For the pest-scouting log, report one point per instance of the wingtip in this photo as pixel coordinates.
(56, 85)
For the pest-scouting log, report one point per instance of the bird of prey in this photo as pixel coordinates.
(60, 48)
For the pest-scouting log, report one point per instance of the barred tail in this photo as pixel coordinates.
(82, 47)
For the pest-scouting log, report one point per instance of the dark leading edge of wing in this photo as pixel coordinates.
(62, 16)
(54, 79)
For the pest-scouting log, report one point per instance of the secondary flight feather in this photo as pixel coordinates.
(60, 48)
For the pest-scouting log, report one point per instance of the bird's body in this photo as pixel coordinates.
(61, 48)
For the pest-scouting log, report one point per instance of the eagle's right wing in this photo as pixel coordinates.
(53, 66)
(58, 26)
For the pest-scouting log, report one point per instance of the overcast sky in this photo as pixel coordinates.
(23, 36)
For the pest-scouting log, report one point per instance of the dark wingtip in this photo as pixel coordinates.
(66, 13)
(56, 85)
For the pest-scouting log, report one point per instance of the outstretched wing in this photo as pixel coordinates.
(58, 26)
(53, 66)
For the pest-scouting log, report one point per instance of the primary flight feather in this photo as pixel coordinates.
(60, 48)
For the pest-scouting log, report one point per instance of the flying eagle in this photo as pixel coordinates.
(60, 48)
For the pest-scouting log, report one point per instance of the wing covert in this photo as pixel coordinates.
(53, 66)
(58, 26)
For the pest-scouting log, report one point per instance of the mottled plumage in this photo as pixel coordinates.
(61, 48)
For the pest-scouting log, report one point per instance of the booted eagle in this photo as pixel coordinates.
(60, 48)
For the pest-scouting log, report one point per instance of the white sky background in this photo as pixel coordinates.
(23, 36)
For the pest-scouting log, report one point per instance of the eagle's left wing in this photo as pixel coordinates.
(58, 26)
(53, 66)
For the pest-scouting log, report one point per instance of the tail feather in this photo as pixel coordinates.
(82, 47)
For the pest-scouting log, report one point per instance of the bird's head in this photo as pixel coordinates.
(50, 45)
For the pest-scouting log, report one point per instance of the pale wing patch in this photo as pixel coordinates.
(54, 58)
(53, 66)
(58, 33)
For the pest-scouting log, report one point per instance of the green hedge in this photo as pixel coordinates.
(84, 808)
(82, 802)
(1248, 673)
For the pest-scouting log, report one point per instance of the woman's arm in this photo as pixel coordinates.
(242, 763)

——

WHAT IS NEEDED:
Copy out the lines from the line containing "booted eagle in this photo as pixel coordinates." to the end of the listing above, without alteration.

RESULT FOR THIS EXERCISE:
For the pest-scouting log, report one point per instance of the booted eagle in this photo as pixel coordinates.
(60, 48)
For the pest-scouting log, report one point per instance of the white sky background in this photo as pixel coordinates.
(23, 36)
For the pest-scouting log, report one point per instance of the eagle's left wing in this photo as pixel coordinates.
(58, 26)
(53, 66)
For the pest-scouting log, report one point per instance of the tail feather in this photo as pixel coordinates.
(82, 47)
For the pest-scouting log, report one point per instance of the bird's head in this photo as pixel coordinates.
(50, 45)
For the pest-scouting log, report one point per instance of the pale wing patch in this photo as pixel coordinates.
(54, 58)
(53, 66)
(58, 33)
For the pest-scouting log, report one point per instance of the green hedge in this photo as pixel coordinates.
(84, 808)
(82, 802)
(1248, 673)
For the pest-scouting log, report one point per instance of the woman's arm in this photo as pixel coordinates.
(242, 763)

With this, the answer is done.